> **REQUIRED WORK**:
1. In the article on the demonstrations against Trump, rewrite the paragraph beginning "On January 21, less than one day" more briefly while keeping its main facts.
2. Convert the stretch of the records from the line containing "Where can the snow mound" through the line containing "point(156, 128)" into a JSON list of strings, one per line, leaving out blank lines.

## BEGIN SOURCE

Gigantic Resistance Emerging Against Trumpism begins to make America GREAT again

 

Millions march to stop Trump;
women lead in self-mobilization

 

See also “Views from London Women’s March: Internationalism Trumps Trump”

 

On January 21, less than one day after Donald Trump–self-proclaimed sexual assailant and virulent authoritarian, xenophobe, and racist—was inaugurated as U.S. president, an unprecedented and unexpectedly huge outpouring of humanity, for humanity, rose up in demonstrations against him. Throughout the country and around the world, between three-and-a-half and five million people served notice to him and his government that we will not sit idly by as he tries to take away our rights, freedoms, and well-being.

Although the Women’s March on Washington refrained from officially declaring that it was a march against Trump and Trumpism—and although Trump’s press secretary, Sean Spicer, had the audacity to claim that it was not—no one was fooled, least of all Trump himself. The Washington Post reported that he “grew increasingly and visibly enraged” as he watched “massive demonstrations around the globe protesting his day-old presidency.” He lamely tried to divert attention from this gigantic rejection of his rule by forcing Spicer to publicize the lie that the crowd Trump drew the day before was “the largest audience to ever witness an inauguration.”

The demonstrations opposed not just one facet of Trumpism; they opposed it in its totality. They were also a stinging repudiation of self-styled leftists who have been pro-Trump, soft-on-Trump, and “understanding of” Trumpism. Such people are moving in one direction; the masses of people on the cutting edge of this moment’s singularly important freedom struggle have now moved in the opposite direction. In last weekend’s protests, the emerging mass movement signaled clearly that we will not be talked down to. We signaled clearly that we do not intend to move “to the back of the bus,” allowing our lives, freedoms, and dignity to be ignored in the interests of collaboration with (so-called populist) white nationalism.

## END SOURCE
## BEGIN MATERIAL PROVIDED

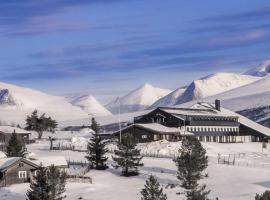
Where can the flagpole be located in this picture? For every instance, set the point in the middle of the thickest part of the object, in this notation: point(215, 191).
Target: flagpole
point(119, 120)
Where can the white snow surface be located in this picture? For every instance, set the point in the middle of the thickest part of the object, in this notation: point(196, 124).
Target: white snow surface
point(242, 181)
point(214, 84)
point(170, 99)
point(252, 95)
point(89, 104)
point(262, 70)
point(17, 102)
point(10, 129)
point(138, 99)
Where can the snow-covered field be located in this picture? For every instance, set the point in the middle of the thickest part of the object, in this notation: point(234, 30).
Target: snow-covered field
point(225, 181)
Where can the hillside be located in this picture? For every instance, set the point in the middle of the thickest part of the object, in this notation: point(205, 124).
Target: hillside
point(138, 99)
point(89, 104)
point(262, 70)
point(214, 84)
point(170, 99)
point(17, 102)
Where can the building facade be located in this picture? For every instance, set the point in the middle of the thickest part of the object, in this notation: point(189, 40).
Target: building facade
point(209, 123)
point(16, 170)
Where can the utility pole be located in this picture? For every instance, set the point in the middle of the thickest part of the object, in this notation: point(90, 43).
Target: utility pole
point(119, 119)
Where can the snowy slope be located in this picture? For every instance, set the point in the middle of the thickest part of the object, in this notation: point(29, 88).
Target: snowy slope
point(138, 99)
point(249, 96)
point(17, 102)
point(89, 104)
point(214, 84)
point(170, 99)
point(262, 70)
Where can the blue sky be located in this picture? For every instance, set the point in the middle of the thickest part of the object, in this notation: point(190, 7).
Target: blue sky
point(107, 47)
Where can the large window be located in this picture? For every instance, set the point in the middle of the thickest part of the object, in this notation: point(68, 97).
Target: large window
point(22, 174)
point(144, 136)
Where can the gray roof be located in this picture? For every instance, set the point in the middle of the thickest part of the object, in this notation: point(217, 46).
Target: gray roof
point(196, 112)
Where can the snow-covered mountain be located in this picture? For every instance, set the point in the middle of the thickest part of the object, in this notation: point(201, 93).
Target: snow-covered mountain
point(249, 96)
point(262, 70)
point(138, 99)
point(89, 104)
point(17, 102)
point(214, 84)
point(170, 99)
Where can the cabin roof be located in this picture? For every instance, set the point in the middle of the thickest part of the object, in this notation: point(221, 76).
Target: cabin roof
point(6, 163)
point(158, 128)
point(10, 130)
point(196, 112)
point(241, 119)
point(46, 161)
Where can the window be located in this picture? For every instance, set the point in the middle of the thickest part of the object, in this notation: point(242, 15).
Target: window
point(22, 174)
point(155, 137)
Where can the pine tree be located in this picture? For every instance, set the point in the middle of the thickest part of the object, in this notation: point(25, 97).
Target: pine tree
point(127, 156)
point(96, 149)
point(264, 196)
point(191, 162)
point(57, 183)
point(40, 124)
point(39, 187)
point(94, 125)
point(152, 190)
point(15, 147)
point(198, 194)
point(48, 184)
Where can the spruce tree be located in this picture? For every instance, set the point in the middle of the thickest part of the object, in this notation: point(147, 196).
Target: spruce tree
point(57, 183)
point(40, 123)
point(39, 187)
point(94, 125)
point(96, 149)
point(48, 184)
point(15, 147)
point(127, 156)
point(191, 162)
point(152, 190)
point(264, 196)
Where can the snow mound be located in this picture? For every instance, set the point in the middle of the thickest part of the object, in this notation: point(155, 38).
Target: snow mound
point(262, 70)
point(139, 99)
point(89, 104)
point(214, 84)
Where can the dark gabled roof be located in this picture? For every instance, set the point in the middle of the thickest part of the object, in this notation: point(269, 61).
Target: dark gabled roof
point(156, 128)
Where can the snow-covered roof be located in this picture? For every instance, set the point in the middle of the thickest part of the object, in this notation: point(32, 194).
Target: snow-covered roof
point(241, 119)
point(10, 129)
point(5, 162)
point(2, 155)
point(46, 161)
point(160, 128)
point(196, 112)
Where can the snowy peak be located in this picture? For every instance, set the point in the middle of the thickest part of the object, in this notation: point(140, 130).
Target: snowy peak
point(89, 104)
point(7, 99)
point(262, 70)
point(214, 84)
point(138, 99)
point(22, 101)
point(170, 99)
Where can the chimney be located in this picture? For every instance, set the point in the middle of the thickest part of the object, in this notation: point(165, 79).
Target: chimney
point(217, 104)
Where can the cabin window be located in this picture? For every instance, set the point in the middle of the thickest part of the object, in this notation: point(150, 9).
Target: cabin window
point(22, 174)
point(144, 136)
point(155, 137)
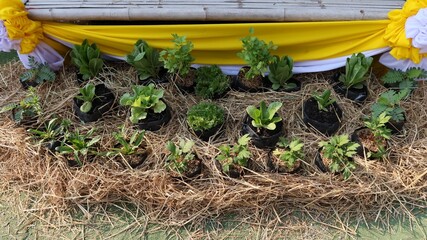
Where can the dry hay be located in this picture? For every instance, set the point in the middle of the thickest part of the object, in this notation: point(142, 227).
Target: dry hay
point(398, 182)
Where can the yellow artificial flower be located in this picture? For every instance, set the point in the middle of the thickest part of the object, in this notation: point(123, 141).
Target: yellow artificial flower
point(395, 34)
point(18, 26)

## END MATERIAL PROVIDED

> **SOLVED PROBLEMS**:
1. On January 21, less than a day after Donald Trump was inaugurated as U.S. president, an unprecedented and unexpectedly huge number of people demonstrated against him across the country and around the world. Between three-and-a-half and five million protesters warned him and his government that they would not sit idly by while he tries to take away their rights, freedoms, and well-being.

2.
[
  "Where can the snow mound be located in this picture? For every instance, set the point in the middle of the thickest part of the object, in this notation: point(155, 38).",
  "Target: snow mound",
  "point(262, 70)",
  "point(139, 99)",
  "point(89, 104)",
  "point(214, 84)",
  "Where can the dark gabled roof be located in this picture? For every instance, set the point in the middle of the thickest part of the object, in this notation: point(269, 61).",
  "Target: dark gabled roof",
  "point(156, 128)"
]